-- Start of TEXT --
Allan C. Brownfeld, Editor
Special Interest Report
April 2019

His future imperiled by prosecutors and political challengers, Israeli Prime Minister Netanyahu outraged Jewish leaders in Israel, the U.S. and throughout the world by striking a bargain with a racist, anti-Arab party whose ideology was likened by one influential rabbi to Nazism.  
Mr. Netanyahu turned to the Otzma Yehudit or Jewish Power party whose leaders, The New York Times (Feb. 25, 2019) noted, "...have a long history of expressing support for violence against Palestinians, expulsion of Arabs from Israel and the occupied territories, and a ban on intermarriage or sex between Jews and Arabs. Otzma Yehudit's leaders proudly call themselves disciples of Meir Kahane, the Brooklyn-born anti-Arab militant who served a term in Israel's Parliament in the 1980s before his Kach party was outlawed in Israel and declared a terrorist group by the United States. He was assassinated in 1990."  
The prime minister arranged for the group to merge into a somewhat more mainstream party of religious Zionists, the Jewish Home party. That pact could catapult Otzma Yehudit from the disreputable fringe into Israel's next government coalition.  
Even groups which rarely criticize the Israeli government, AIPAC and the American Jewish Committee, called Otzma Yehudit's ideas "reprehensible" and refused any contacts with its leaders, even if they became part of a future government. Rabbi Benny Lau of Jerusalem, a pillar of religious Zionism, warned that "the defilement and destruction of the land serves as a guarantee for the loss of the land." He lamented that the prime minister seemed concerned only with re-election and in a sermon from the pulpit of the Rambam Synagogue he likened Kahanism to Nazism and its ideas to the Nuremburg Laws. He wrote that, "The entry of the racist doctrine into the Knesset is the destruction of the Temple."
-- End of TEXT --
-- Start of INFORMATION PROVIDED --
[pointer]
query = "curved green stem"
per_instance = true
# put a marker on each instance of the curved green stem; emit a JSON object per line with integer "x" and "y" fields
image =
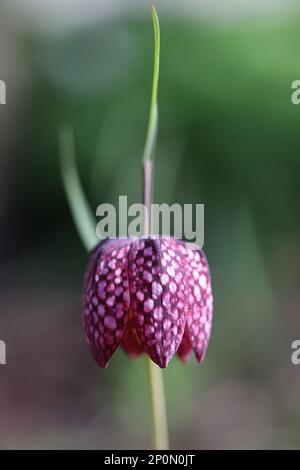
{"x": 160, "y": 424}
{"x": 153, "y": 116}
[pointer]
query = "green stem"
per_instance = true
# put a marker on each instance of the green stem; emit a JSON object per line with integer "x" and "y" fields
{"x": 160, "y": 424}
{"x": 153, "y": 116}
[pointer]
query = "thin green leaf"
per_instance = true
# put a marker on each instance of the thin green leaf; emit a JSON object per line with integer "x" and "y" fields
{"x": 153, "y": 116}
{"x": 80, "y": 209}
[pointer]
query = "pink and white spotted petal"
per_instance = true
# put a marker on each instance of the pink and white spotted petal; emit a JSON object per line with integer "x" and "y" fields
{"x": 158, "y": 292}
{"x": 200, "y": 301}
{"x": 130, "y": 342}
{"x": 185, "y": 349}
{"x": 106, "y": 298}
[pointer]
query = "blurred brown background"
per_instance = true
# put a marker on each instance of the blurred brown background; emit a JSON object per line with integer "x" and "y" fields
{"x": 229, "y": 138}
-- End of INFORMATION PROVIDED --
▸ CHALLENGE
Answer these questions from the report above on Netanyahu's pact with Otzma Yehudit:
(a) Into which party did the prime minister arrange for Otzma Yehudit to merge?
(b) Which two groups called Otzma Yehudit's ideas "reprehensible"?
(c) From the pulpit of which synagogue did Rabbi Benny Lau liken Kahanism to Nazism?

▸ FINAL RESULT
(a) The Jewish Home party.
(b) AIPAC and the American Jewish Committee.
(c) The Rambam Synagogue.